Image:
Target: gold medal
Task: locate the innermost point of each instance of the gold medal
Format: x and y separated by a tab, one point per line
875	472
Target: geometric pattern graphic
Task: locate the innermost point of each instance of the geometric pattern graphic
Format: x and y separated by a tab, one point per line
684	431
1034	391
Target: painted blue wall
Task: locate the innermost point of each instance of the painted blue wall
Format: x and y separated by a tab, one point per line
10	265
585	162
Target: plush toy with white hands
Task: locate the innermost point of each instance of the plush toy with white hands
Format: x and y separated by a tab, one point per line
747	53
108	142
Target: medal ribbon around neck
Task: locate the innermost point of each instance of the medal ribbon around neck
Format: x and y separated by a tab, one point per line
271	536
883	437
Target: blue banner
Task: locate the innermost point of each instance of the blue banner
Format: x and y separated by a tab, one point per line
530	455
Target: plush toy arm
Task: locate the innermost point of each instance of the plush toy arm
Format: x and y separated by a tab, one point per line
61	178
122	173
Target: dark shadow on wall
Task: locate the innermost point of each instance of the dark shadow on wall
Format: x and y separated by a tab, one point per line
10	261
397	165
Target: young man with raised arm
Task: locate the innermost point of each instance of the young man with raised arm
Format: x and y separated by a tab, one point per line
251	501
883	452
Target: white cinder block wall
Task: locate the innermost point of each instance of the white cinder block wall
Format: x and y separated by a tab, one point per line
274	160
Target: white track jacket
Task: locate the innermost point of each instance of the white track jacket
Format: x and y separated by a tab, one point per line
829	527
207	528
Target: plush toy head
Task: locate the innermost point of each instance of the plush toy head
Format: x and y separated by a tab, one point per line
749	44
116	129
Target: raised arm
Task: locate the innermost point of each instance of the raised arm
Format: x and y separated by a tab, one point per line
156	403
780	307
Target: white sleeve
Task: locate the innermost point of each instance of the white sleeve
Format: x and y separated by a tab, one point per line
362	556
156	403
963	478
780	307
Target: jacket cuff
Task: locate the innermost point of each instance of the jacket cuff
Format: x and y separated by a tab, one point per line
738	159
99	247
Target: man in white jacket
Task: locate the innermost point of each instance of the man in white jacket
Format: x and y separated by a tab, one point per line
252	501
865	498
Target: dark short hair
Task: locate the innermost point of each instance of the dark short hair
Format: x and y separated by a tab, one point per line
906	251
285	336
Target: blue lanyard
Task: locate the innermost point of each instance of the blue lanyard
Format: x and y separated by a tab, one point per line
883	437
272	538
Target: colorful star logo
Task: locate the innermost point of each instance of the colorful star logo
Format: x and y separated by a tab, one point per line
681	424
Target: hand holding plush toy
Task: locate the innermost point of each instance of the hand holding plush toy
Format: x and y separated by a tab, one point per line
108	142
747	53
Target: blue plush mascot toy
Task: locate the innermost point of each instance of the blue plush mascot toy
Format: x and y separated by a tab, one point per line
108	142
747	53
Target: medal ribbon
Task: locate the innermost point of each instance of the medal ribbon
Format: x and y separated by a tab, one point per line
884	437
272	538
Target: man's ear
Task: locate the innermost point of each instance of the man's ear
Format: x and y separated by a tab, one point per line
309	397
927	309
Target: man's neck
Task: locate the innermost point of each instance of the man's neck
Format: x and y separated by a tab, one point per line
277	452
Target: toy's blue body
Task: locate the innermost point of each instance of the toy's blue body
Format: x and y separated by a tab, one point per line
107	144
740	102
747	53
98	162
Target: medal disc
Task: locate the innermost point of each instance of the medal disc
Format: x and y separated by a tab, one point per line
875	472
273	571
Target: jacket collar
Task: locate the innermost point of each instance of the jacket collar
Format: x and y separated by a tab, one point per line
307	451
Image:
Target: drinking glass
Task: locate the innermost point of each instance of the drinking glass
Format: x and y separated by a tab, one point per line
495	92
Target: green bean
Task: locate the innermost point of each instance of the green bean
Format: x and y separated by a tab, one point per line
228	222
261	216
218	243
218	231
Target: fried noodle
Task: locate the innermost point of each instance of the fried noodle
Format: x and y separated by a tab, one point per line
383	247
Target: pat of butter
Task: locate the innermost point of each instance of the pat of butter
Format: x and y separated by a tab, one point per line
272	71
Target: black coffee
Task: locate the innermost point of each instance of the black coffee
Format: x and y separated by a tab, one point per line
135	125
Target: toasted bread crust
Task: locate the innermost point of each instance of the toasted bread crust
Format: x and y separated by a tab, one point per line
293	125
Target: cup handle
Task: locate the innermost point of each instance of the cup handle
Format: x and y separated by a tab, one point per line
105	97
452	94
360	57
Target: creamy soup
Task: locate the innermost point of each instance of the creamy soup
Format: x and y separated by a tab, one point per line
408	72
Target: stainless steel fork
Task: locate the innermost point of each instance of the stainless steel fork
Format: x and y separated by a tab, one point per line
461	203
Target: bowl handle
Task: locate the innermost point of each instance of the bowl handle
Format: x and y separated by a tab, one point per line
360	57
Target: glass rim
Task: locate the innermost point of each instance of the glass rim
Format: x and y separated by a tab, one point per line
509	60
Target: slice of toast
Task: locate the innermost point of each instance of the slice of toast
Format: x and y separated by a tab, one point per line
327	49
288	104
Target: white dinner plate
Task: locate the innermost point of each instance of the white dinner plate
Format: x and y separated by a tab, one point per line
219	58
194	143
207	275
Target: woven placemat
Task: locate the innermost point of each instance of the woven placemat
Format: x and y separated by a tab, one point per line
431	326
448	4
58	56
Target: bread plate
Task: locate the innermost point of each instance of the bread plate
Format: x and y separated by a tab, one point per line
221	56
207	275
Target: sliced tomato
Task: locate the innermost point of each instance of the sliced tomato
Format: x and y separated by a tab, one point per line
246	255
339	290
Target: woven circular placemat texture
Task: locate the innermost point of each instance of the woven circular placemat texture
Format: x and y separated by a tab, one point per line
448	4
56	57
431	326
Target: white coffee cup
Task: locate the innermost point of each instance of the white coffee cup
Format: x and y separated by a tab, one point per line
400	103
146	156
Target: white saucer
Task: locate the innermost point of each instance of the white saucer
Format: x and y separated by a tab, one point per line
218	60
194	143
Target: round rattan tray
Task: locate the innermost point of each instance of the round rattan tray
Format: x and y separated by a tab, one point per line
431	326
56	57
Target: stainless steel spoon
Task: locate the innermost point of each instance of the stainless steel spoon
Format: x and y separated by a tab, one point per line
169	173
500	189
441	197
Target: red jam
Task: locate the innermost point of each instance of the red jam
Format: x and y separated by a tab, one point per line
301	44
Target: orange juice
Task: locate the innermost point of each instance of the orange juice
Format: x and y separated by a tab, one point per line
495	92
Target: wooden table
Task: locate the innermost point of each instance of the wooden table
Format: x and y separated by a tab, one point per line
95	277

○ ○ ○ ○ ○

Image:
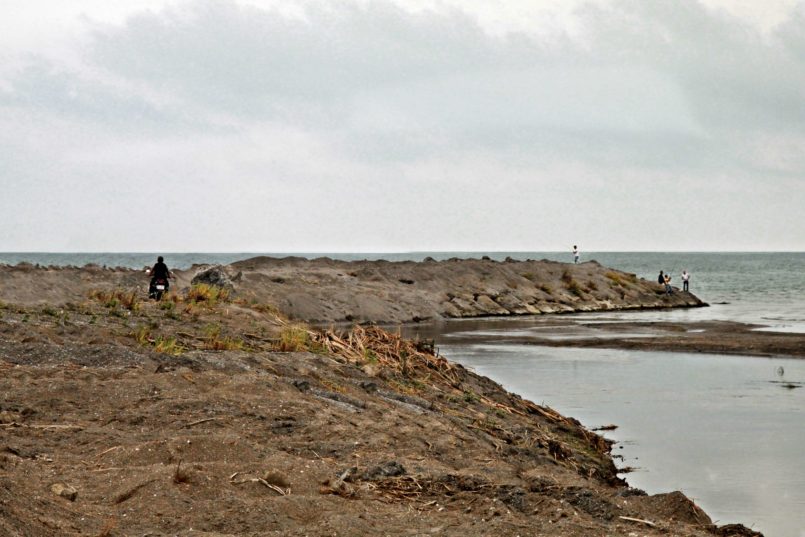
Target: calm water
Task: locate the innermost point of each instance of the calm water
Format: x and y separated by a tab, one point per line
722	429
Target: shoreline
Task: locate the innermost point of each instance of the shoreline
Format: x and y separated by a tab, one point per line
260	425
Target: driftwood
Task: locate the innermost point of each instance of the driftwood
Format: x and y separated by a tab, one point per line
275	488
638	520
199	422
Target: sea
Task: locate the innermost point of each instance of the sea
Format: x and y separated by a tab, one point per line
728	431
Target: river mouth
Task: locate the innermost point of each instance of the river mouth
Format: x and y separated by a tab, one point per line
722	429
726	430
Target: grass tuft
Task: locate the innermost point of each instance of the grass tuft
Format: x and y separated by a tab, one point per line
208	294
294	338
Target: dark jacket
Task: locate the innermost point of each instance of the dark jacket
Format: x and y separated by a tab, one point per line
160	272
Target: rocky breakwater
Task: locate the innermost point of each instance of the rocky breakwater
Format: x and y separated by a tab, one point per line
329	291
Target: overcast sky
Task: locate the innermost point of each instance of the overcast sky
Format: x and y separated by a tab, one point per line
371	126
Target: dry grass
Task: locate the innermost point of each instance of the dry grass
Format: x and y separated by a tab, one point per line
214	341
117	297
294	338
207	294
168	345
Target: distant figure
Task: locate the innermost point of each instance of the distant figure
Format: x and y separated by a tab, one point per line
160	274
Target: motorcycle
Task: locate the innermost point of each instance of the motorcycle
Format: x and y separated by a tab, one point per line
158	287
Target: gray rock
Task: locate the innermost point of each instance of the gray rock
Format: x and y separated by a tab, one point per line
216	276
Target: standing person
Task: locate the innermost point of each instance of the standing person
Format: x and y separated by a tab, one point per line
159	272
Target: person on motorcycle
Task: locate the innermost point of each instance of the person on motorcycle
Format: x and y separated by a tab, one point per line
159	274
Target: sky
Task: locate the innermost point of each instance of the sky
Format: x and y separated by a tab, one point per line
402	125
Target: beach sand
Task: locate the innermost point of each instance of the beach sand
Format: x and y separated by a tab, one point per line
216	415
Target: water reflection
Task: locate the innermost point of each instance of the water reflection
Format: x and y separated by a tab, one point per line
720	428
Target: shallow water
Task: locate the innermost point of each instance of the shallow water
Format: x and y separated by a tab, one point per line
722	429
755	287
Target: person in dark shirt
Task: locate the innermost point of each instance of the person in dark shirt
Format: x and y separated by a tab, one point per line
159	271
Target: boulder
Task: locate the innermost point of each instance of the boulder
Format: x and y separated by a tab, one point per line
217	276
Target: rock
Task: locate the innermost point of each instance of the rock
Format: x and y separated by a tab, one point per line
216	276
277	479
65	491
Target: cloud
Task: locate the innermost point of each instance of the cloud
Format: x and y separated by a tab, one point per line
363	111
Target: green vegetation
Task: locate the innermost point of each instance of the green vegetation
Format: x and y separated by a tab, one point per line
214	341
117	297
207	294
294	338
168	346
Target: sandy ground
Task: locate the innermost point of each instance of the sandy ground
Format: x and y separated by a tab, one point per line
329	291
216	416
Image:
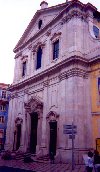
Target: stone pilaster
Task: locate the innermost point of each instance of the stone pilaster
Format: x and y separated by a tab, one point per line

○ ○ ○ ○ ○

## Requirements:
Please copy out each line of the data above that contains the string "hair", treating uppercase and lowercase as distinct.

## Answer to the task:
Target: dark short hair
Task: locate the innermost point of each instance of the dark short hair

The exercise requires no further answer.